Nadie dijo que el apasionamiento político no fuese un contrapunto necesario de la razón en el proceso de socialización política del individuo; aun al contrario. Lo que pasa es que hoy, al calor de esos debates públicos vividos a flor de piel, reducidos a la contraposición de blancos y negros sin matices y de las interpelaciones permanentes a los sentimientos de los electores, hemos entrado todos en una época de confusión total en la que medran los populistas, el efectismo y los mentirosos, y a casi nadie parece preocuparle.


III. Te quiero, cari.

Llegados a este punto cabe preguntarse ¿dónde está el límite para ese caudal desbocado de afectos y complicidades entre la política y la ciudadanía? ¿vale todo para conectar con un electorado escéptico y desencantado? Si atendemos a lo que sucede en nuestro entorno, parece que sí.

En primer lugar, el personalismo, el liderazgo fuertemente construido alrededor de un sujeto cuasi-omnímodo que se sitúa por encima de sus pares y cuya emanación más común, si de política hablamos, es el presidencialismo con todas sus variantes territoriales y sus piruetas narrativas, ha terminado por imponerse en nuestra vida pública, aun a fuerza de retorcer el significado y alcance de nuestro sistema político y electoral, urdido al calor de las inercias y servidumbres de un partidismo coral y distribuido.

En efecto, vivimos una época en la que, más allá de la estrategia de relaciones públicas y de los planes de contingencia y hojas de ruta de los asesores, la ejecutoria comunicativa del nuevo liderazgo político, antaño predefinida por manuales de estrategia y años de experiencia de spin-doctors, ha terminado por ceder ciertos espacios de libertad y espontaneidad para el líder y su equipo más cercano, que la utilizan indiscriminadamente para presentarnos la versión más genial y auténtica del personaje político, de la persona y personaje del candidato, con una vocación por trascender e impactar en un mundo global y conectado 24 horas al día, con los peligros que ello conlleva.

**Instrucción A:**
Copia el fragmento completo sobre el apasionamiento y el personalismo en la política, sin cambiar nada.

**Registros:**

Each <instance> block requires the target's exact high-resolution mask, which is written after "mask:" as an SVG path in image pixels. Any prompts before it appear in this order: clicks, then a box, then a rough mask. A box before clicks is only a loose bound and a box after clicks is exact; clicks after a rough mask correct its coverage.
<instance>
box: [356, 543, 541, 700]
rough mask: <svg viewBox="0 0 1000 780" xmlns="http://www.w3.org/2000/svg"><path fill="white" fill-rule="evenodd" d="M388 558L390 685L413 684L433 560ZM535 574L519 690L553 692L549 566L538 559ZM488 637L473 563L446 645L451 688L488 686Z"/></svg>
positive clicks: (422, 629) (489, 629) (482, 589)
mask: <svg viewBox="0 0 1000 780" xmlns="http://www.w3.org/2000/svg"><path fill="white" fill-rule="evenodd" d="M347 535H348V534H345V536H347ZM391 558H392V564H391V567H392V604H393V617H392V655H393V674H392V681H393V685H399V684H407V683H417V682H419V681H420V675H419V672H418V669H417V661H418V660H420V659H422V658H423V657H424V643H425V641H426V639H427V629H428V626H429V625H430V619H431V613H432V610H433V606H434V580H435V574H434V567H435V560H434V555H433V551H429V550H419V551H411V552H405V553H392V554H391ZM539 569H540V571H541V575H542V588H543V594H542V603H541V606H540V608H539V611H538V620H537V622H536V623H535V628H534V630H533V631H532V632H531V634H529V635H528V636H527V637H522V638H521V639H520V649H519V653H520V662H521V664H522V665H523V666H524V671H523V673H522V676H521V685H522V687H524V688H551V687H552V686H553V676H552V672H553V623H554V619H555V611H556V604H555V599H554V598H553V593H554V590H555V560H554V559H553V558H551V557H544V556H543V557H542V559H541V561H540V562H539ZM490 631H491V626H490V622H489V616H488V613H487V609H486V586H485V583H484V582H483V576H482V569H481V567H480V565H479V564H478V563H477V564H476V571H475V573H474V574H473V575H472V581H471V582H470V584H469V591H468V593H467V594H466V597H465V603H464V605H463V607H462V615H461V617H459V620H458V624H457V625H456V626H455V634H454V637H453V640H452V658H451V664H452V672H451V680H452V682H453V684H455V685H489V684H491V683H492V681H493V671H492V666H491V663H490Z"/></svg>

**Instrucción B:**
Repite sin cambios las líneas de los registros desde el comienzo hasta la línea que contiene "positive clicks: (422, 629)", incluida esta última.

**Resultado esperado A:**
Nadie dijo que el apasionamiento político no fuese un contrapunto necesario de la razón en el proceso de socialización política del individuo; aun al contrario. Lo que pasa es que hoy, al calor de esos debates públicos vividos a flor de piel, reducidos a la contraposición de blancos y negros sin matices y de las interpelaciones permanentes a los sentimientos de los electores, hemos entrado todos en una época de confusión total en la que medran los populistas, el efectismo y los mentirosos, y a casi nadie parece preocuparle.


III. Te quiero, cari.

Llegados a este punto cabe preguntarse ¿dónde está el límite para ese caudal desbocado de afectos y complicidades entre la política y la ciudadanía? ¿vale todo para conectar con un electorado escéptico y desencantado? Si atendemos a lo que sucede en nuestro entorno, parece que sí.

En primer lugar, el personalismo, el liderazgo fuertemente construido alrededor de un sujeto cuasi-omnímodo que se sitúa por encima de sus pares y cuya emanación más común, si de política hablamos, es el presidencialismo con todas sus variantes territoriales y sus piruetas narrativas, ha terminado por imponerse en nuestra vida pública, aun a fuerza de retorcer el significado y alcance de nuestro sistema político y electoral, urdido al calor de las inercias y servidumbres de un partidismo coral y distribuido.

En efecto, vivimos una época en la que, más allá de la estrategia de relaciones públicas y de los planes de contingencia y hojas de ruta de los asesores, la ejecutoria comunicativa del nuevo liderazgo político, antaño predefinida por manuales de estrategia y años de experiencia de spin-doctors, ha terminado por ceder ciertos espacios de libertad y espontaneidad para el líder y su equipo más cercano, que la utilizan indiscriminadamente para presentarnos la versión más genial y auténtica del personaje político, de la persona y personaje del candidato, con una vocación por trascender e impactar en un mundo global y conectado 24 horas al día, con los peligros que ello conlleva.

**Resultado esperado B:**
Each <instance> block requires the target's exact high-resolution mask, which is written after "mask:" as an SVG path in image pixels. Any prompts before it appear in this order: clicks, then a box, then a rough mask. A box before clicks is only a loose bound and a box after clicks is exact; clicks after a rough mask correct its coverage.
<instance>
box: [356, 543, 541, 700]
rough mask: <svg viewBox="0 0 1000 780" xmlns="http://www.w3.org/2000/svg"><path fill="white" fill-rule="evenodd" d="M388 558L390 685L413 684L433 560ZM535 574L519 690L553 692L549 566L538 559ZM488 637L473 563L446 645L451 688L488 686Z"/></svg>
positive clicks: (422, 629) (489, 629) (482, 589)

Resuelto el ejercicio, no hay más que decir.